* Dataset records

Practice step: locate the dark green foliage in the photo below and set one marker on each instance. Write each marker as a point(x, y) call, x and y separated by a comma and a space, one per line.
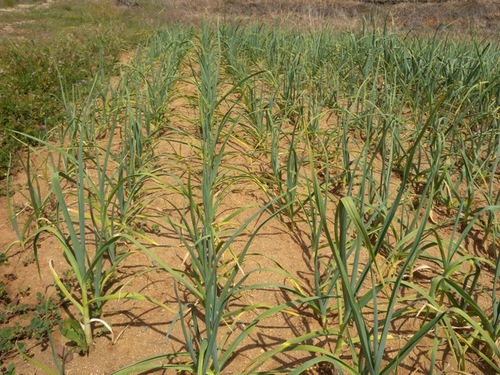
point(31, 75)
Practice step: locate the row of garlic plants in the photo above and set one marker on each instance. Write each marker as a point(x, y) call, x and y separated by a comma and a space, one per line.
point(384, 149)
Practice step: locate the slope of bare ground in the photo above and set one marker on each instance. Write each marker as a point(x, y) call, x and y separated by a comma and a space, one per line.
point(140, 329)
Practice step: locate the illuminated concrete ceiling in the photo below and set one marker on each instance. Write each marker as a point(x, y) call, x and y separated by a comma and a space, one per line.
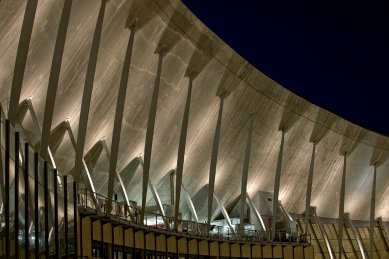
point(190, 46)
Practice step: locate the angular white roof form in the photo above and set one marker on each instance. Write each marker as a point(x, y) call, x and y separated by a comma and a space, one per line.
point(219, 71)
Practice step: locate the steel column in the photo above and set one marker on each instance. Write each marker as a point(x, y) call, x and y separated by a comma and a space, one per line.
point(150, 135)
point(372, 212)
point(245, 173)
point(65, 216)
point(341, 208)
point(2, 186)
point(120, 182)
point(36, 202)
point(181, 153)
point(46, 202)
point(212, 169)
point(117, 127)
point(16, 198)
point(56, 226)
point(309, 187)
point(277, 185)
point(87, 93)
point(21, 59)
point(7, 186)
point(26, 202)
point(54, 77)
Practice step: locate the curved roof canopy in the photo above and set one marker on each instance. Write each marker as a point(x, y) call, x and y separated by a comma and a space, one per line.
point(189, 51)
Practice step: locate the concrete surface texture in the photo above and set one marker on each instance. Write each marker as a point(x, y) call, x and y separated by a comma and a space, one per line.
point(190, 50)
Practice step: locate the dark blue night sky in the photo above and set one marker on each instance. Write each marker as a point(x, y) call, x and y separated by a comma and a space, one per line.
point(334, 54)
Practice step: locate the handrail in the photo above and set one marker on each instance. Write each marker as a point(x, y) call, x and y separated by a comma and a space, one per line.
point(121, 211)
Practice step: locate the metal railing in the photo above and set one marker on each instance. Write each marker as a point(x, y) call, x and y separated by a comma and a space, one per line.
point(131, 214)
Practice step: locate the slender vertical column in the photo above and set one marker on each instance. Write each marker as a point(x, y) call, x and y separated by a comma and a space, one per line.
point(81, 238)
point(26, 202)
point(16, 198)
point(2, 185)
point(36, 202)
point(56, 226)
point(225, 214)
point(245, 173)
point(277, 185)
point(75, 212)
point(190, 204)
point(87, 94)
point(21, 59)
point(65, 214)
point(46, 201)
point(54, 77)
point(181, 153)
point(172, 174)
point(150, 135)
point(102, 239)
point(117, 127)
point(309, 188)
point(7, 186)
point(372, 212)
point(341, 208)
point(212, 170)
point(356, 234)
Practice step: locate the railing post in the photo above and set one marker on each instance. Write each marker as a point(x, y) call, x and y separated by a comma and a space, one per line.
point(56, 232)
point(36, 202)
point(7, 186)
point(46, 202)
point(75, 219)
point(16, 198)
point(26, 201)
point(65, 206)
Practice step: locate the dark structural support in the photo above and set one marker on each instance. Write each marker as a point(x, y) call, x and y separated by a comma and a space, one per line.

* Task description
Leave out the pictures and reproduce the rest of the records exactly.

* Exercise result
Practice step: locate the dark green foliage in the photo below and set one marker on each instance. Write each marker as a point(x, y) call, x and y separated by a comma and a space, one per line.
point(31, 75)
Practice step: locate the row of garlic plants in the photo above and set one marker on each instance. Write each marker as a point(x, y) call, x and y separated by a comma and a space, one per line.
point(384, 149)
Practice step: locate the slope of bare ground in the photo above and set one marker on each instance. Write each marker as a point(x, y) call, x and y separated by a comma and a space, one per line.
point(140, 329)
Practice step: locate the illuminated concrete ceiling in the photo below and set one marker on each instance. Write each marker as a point(x, y) call, x and y separated by a comma and a space, one per line.
point(190, 46)
Practice step: locate the angular white roof form in the photo above and set one marker on each instance. Write each marker as a point(x, y) call, x and y separated by a comma and a space, one per line.
point(219, 71)
Practice step: locate the steel column in the photo above and set one marker on each instance. Write each marker as a point(x, y) call, x and y separated by a comma and a space, one per line.
point(150, 135)
point(372, 212)
point(245, 173)
point(65, 216)
point(341, 208)
point(2, 186)
point(120, 182)
point(36, 202)
point(181, 153)
point(46, 202)
point(212, 169)
point(117, 127)
point(16, 198)
point(56, 226)
point(309, 187)
point(277, 185)
point(87, 93)
point(21, 59)
point(7, 186)
point(26, 202)
point(54, 77)
Practice step: locate the curved roof canopy in the photo above and set one marker on each instance. Write each marker as a point(x, y) call, x and y separated by a comma and a space, one per line.
point(189, 51)
Practice step: locate the concrete surface texture in the photo above and set one marker on each instance. Write each marker as a point(x, y) call, x and y separated by a comma and a space, one per line.
point(190, 50)
Practice step: locate the dark blue night sky in the photo above and set one marker on each instance. Write each marker as a point(x, y) call, x and y separated by a comma and a space, one per line.
point(334, 54)
Practice step: locate the handrail in the photo above and set one marker on each instance. Write each marker as a point(x, y) call, x and y separated by a comma and a space, one per line.
point(121, 211)
Practice step: locate the metal railing in the photo above and set one marker on each instance. Write each marker as a point(x, y) call, x and y separated by a comma and a space, one per line.
point(131, 214)
Practice step: locate the slender vertical column in the photo above and set one marker on each instance. Write each marker as a point(x, y) call, x and y separated by a comma and a space, one per line.
point(81, 238)
point(26, 202)
point(16, 198)
point(2, 185)
point(36, 202)
point(56, 226)
point(225, 214)
point(245, 173)
point(277, 185)
point(75, 212)
point(190, 204)
point(87, 94)
point(21, 59)
point(65, 214)
point(46, 201)
point(54, 77)
point(181, 153)
point(172, 174)
point(150, 135)
point(102, 239)
point(117, 127)
point(309, 188)
point(7, 186)
point(372, 212)
point(341, 208)
point(212, 170)
point(356, 234)
Practice step: locate the railing post in the photo above and set one marker on each instance. Write each marker as a point(x, y) call, x and y separated by a comma and a space, one per line.
point(56, 232)
point(36, 202)
point(7, 186)
point(46, 202)
point(75, 219)
point(16, 198)
point(26, 201)
point(65, 206)
Practice step: locate the dark structural support in the photo above and set one marker on each instance. Write each marker as a point(x, y) call, x and y separated by a comma and a space, one per line.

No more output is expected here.